The records below are to be retyped in full, without any alteration.

○ ○ ○ ○

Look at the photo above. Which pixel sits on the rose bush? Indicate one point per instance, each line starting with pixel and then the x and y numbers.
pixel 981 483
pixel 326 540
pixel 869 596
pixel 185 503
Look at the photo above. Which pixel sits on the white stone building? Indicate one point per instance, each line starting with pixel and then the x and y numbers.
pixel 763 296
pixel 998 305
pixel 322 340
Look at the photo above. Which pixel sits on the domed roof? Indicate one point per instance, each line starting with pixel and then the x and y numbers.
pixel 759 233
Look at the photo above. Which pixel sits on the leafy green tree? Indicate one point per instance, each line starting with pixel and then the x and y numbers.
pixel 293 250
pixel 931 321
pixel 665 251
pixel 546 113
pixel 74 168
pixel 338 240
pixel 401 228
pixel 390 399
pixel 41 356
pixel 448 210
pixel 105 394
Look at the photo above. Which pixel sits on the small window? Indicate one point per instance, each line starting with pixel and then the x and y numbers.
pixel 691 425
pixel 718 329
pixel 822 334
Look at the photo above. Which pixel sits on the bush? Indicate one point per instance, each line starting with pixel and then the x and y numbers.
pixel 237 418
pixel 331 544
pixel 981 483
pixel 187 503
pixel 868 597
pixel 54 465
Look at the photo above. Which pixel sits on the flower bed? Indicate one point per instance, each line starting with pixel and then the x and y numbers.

○ ○ ○ ○

**Answer section:**
Look at the photo above. Which pixel sits on the rose bush? Indicate one point per instance, each line starting with pixel and then the x and y numbers.
pixel 981 483
pixel 326 540
pixel 869 596
pixel 185 503
Look at the photo above. Which pixel sits on the white stone building? Indicate one point per instance, each line starting with pixel and then the x and y numbers.
pixel 763 296
pixel 998 305
pixel 322 340
Look at the photo above. Which pixel sits on the domed roof? Indicate one point per instance, each line starting with pixel and then the x and y numbers.
pixel 759 233
Look at the photo above. Which pixel sits on the leafy green tree? Indicate one point per instance, each line starting with pixel and then the x and y numbers.
pixel 293 250
pixel 931 321
pixel 665 251
pixel 546 113
pixel 74 168
pixel 338 240
pixel 401 228
pixel 390 399
pixel 41 356
pixel 448 210
pixel 105 394
Look at the photo above. Which pixel sits on the small window? Indicate one point per instance, each line starting with pixel and then the x and y numbers.
pixel 691 425
pixel 718 329
pixel 822 334
Look at the photo above. Which pixel sits on the bush? Indicate one point per instance, each line starting with pixel and then the x and y numbers.
pixel 237 418
pixel 331 544
pixel 981 483
pixel 187 503
pixel 868 597
pixel 54 465
Look at the photo above. Which pixel sits on the flower bed? Indicate one point per instance, each line starting with pixel and then the x and y numbers.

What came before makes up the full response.